[Text-to-region grounding data]
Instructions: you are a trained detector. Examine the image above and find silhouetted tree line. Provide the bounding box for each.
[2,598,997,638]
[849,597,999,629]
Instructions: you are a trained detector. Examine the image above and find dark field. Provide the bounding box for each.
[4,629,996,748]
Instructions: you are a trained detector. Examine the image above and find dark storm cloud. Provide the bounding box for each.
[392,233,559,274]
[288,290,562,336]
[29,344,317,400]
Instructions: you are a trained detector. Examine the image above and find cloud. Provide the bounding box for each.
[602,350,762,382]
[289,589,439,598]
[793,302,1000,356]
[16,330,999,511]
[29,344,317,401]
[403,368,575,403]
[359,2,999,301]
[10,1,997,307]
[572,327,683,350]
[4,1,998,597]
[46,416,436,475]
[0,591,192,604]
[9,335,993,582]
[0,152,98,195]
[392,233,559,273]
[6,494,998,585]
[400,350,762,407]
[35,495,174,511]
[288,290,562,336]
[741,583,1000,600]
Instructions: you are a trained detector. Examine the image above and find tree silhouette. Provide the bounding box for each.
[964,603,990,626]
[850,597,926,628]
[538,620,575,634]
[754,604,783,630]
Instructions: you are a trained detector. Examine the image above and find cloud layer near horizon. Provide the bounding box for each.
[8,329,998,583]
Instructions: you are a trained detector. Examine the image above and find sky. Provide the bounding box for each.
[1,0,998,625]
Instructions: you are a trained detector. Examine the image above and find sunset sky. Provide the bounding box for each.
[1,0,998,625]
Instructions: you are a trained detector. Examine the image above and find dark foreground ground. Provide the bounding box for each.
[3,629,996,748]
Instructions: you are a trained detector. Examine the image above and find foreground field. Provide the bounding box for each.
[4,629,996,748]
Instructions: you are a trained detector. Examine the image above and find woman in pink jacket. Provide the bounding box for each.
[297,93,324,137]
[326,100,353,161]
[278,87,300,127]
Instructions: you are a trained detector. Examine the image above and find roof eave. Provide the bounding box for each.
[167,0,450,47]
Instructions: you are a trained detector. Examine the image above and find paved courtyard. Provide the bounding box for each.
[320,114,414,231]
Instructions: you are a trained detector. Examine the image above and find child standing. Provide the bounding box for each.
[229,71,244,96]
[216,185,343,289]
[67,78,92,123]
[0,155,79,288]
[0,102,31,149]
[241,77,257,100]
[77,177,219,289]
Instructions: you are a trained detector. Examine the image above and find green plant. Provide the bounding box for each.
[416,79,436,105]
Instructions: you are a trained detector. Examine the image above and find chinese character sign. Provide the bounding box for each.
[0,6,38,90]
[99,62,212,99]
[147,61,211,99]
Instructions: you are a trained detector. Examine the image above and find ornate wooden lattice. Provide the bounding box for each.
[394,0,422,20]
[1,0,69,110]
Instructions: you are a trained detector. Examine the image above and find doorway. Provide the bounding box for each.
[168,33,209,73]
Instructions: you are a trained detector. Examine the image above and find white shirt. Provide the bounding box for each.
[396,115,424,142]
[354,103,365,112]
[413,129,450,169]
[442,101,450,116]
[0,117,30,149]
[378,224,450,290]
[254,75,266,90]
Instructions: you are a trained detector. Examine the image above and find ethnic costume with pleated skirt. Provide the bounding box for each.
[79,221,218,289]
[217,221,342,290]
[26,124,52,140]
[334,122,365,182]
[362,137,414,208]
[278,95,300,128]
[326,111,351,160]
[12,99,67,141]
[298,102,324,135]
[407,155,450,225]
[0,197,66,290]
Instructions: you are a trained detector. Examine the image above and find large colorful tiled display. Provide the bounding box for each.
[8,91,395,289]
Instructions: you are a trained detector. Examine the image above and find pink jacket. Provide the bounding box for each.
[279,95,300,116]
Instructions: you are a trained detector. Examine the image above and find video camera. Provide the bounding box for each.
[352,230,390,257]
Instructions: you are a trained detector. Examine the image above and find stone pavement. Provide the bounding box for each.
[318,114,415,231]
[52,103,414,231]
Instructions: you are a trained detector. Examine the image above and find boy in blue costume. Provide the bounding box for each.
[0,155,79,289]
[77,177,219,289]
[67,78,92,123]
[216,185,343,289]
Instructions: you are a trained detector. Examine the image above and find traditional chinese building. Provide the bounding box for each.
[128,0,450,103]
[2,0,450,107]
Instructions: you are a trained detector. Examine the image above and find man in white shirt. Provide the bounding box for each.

• [Task] Reproduce all of the entries verbatim.

• [Answer area]
Instructions: you are a trained detector. Examine the image above and find silhouetted tree line. Provide the bounding box for each.
[2,598,997,638]
[849,597,999,629]
Instructions: you are a trained detector. Examine the image above and find dark field. Provide the bounding box for each.
[4,629,996,748]
Instructions: you are a trained detector. Examine the image above and find dark storm cloud. Provide the bounding box for each.
[392,233,559,274]
[288,290,562,336]
[29,344,317,400]
Instructions: you are a trained detector. Examine the image above and find cloud. Provide the bounding box for each.
[602,350,762,382]
[289,589,439,598]
[793,302,1000,356]
[16,330,999,511]
[29,344,317,401]
[403,368,575,403]
[359,2,999,301]
[10,1,997,307]
[572,327,683,350]
[4,1,998,597]
[46,416,436,475]
[0,591,192,604]
[9,335,993,582]
[0,152,98,195]
[392,233,559,273]
[6,494,998,585]
[400,350,762,407]
[35,495,174,511]
[288,290,562,336]
[741,583,1000,600]
Instructions: you are a trained detector. Examine the image above and find tree silhouette. Provide the bounding box for each.
[964,603,990,626]
[850,597,926,628]
[538,620,575,634]
[754,604,783,630]
Instructions: you are a trained detector. Examine the image above and find cloud layer near horizon. Provide the bounding box for each.
[8,329,998,583]
Instructions: you are a trained detector. Examine the image above and find sky. Provide the bounding box for each.
[1,0,998,625]
Instructions: you are a trained detector. Examine the image above and find sunset sky. Provide the bounding box for each.
[1,0,998,625]
Instructions: you are a trained detector. Examine the image above and find dark foreground ground. Provide the bounding box for each.
[3,629,996,748]
Instructions: you are a trained detector. Examine the image above and find foreground field. Provide the bounding box for each.
[4,629,996,748]
Instructions: you are a trained detector. Examine the image above and find woman in pink jacket. Provide the bounding box for each.
[297,93,324,137]
[326,100,353,161]
[278,87,300,127]
Instructions: you are a trained detector. Examine the image above and find roof eave. Provide the bounding box for each.
[167,0,450,47]
Instructions: you are a trained detector. Examine the image above and find paved courtyard. Provide the bounding box for each.
[320,114,414,231]
Instructions: you are a trained detector. Examine the image above and find child standing. Provide the bounding box for each.
[229,71,244,96]
[216,185,343,289]
[67,78,92,123]
[0,155,79,288]
[0,102,31,149]
[241,77,257,100]
[77,177,219,289]
Instructions: you are a trained detector. Examine the image above and find green plant. Provide the bounding box for each.
[416,79,436,105]
Instructions: you are a trained detector. Examine the image above and find chinese character sign. Provide the bounding box for each.
[0,6,38,90]
[99,62,212,99]
[147,61,211,99]
Instructions: you are a trained detector. Examine the image above and find ornate wooden lattice. Provide the bounding box for each.
[394,0,422,20]
[1,0,69,110]
Instructions: you are a trained detector. Examine the image above and find doorway. Provide the bounding box for each.
[168,33,209,73]
Instructions: you are a trained detector. Examine the image above and find white shirt. Provide the bounding box for each.
[396,115,424,142]
[354,103,365,112]
[413,129,450,169]
[442,101,450,116]
[0,117,30,149]
[378,224,450,290]
[254,75,266,90]
Instructions: you are a trained detector. Examine the image above and find ethnic costume with pleated skirt. Provide the bounding box for each.
[79,221,218,289]
[217,221,342,290]
[26,124,52,140]
[334,122,365,182]
[362,137,414,208]
[278,95,300,128]
[326,111,351,160]
[12,99,67,141]
[298,102,324,135]
[407,155,450,225]
[0,197,66,290]
Instructions: you are a trained detector. Examine the image above and find large colorful tiled display. Provide the bounding box for each.
[8,91,395,289]
Instructions: you are a trained detector. Examine the image above and find pink jacket. Provide the bounding box for each.
[279,95,300,116]
Instructions: you are a trained detector. Examine the image above and find video camera. Provide the bounding box for each.
[352,230,390,257]
Instructions: you are a trained detector. Examine the image above and find stone pavement. Provide the bounding box for each.
[318,114,415,231]
[52,103,414,231]
Instructions: you are a trained detector. Examine the image above and find boy in blue costume. Provide the bounding box for each.
[0,155,79,289]
[77,177,219,289]
[67,78,92,123]
[216,185,343,289]
Instructions: you are a trained detector. Examine the image above and find traditional chinese building. Provide the bounding box for each.
[128,0,450,103]
[2,0,450,107]
Instructions: you are a trained detector. Examine the image above and find man in white shirt. Provide the bounding box for each.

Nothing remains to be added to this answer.